WHAT THE EXERCISE ASKS
Write out only the lines from the one containing "Put a dot on every instance of the palm" down to the one containing "<point>416,588</point>", both included, keeping every line and scaling the point coordinates in the answers by 2.25, rounded to whole numbers with halves rounded up. Leave the points listed under "Sample of the form:" unchanged.

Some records
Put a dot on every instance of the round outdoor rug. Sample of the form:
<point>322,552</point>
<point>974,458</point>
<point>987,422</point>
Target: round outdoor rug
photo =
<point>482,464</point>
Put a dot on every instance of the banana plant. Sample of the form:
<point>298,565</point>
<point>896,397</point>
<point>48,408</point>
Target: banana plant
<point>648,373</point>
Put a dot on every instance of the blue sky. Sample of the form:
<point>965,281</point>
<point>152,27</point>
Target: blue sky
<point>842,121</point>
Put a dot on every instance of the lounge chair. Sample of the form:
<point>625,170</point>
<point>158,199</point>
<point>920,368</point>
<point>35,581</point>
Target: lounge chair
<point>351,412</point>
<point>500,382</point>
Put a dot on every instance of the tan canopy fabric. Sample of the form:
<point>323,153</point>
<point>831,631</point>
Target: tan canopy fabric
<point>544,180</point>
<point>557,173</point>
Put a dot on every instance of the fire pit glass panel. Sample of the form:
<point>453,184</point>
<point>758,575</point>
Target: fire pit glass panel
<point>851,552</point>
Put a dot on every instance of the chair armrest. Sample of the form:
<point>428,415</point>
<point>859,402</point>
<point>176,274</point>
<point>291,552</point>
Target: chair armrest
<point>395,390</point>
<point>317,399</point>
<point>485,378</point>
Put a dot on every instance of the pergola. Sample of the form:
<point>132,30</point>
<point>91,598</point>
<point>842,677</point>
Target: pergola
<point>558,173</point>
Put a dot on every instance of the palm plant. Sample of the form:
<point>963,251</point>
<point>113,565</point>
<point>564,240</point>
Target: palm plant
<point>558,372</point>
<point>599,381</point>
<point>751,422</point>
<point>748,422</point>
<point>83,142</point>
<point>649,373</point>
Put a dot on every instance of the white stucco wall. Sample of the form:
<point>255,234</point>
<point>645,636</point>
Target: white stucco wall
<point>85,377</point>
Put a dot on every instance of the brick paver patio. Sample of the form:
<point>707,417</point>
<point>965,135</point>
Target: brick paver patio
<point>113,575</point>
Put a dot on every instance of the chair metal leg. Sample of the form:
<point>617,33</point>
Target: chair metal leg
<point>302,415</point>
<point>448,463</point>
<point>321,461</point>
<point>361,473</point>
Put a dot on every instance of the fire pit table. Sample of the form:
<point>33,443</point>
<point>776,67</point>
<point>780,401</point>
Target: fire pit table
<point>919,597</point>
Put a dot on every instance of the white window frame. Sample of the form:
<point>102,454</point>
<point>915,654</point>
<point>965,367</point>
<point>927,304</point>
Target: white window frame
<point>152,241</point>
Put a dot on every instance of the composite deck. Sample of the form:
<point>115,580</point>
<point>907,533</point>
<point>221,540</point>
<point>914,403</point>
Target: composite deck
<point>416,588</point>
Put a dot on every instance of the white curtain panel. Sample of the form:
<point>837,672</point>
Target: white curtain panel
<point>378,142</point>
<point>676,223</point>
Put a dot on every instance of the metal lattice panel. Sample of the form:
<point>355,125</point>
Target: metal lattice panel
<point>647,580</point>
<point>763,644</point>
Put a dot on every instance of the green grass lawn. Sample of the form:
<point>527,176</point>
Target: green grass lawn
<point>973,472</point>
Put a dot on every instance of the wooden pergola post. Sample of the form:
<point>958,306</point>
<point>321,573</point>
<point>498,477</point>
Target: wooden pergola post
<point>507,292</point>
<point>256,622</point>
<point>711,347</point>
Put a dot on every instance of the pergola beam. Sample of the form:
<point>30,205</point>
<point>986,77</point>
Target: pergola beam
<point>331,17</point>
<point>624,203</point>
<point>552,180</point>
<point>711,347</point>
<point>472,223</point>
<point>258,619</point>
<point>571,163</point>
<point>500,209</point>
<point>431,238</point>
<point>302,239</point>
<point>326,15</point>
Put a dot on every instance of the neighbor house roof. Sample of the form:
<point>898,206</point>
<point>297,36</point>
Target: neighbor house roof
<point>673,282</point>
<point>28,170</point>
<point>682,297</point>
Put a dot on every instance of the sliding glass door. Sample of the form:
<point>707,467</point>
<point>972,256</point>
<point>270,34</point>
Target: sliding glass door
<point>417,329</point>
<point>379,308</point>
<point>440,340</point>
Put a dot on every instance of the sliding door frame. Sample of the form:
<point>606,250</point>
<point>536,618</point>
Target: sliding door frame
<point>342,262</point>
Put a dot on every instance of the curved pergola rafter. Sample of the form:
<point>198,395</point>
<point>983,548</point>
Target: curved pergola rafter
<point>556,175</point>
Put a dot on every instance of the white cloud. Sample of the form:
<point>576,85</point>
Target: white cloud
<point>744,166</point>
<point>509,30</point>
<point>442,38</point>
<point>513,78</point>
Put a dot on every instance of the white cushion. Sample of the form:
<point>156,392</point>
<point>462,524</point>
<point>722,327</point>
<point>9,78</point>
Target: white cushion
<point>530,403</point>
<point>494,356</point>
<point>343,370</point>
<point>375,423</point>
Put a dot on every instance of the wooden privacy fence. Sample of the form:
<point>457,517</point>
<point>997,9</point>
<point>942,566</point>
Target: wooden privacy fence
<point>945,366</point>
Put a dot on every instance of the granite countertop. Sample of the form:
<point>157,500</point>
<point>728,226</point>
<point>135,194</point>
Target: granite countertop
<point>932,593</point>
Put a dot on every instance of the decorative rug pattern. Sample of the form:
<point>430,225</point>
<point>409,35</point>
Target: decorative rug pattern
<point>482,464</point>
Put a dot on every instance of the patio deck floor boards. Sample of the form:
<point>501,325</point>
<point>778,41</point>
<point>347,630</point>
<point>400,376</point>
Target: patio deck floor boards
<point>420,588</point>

RESULT FOR THIS EXERCISE
Put a dot on every instance of the palm plant. Sample of the form:
<point>963,251</point>
<point>113,565</point>
<point>564,240</point>
Target: palm plant
<point>1256,837</point>
<point>1348,857</point>
<point>1690,950</point>
<point>1683,950</point>
<point>187,320</point>
<point>1460,839</point>
Put a dot on every instance of the white stucco wall. Sample of the form:
<point>255,234</point>
<point>645,636</point>
Target: white stucco wall
<point>191,848</point>
Put a dot on every instance of the brick paver patio. Sample of the form:
<point>707,417</point>
<point>965,135</point>
Target: brick paver patio
<point>254,1294</point>
Put a dot on every instance of the chair metal leg. Sample of the form:
<point>617,33</point>
Target: chair metal leg
<point>680,934</point>
<point>1008,1042</point>
<point>722,1037</point>
<point>812,1064</point>
Put a dot on every instance of the fire pit table. Sample of the form:
<point>33,443</point>
<point>776,67</point>
<point>780,401</point>
Target: fire pit table
<point>2068,1343</point>
Put a dot on every instance of the white window frame. Sample of the form:
<point>102,454</point>
<point>915,654</point>
<point>965,367</point>
<point>927,304</point>
Target: white window frame
<point>342,542</point>
Put a dot on every instance of the composite deck. Sample of the form:
<point>115,580</point>
<point>907,533</point>
<point>221,540</point>
<point>914,403</point>
Target: composite deck
<point>936,1323</point>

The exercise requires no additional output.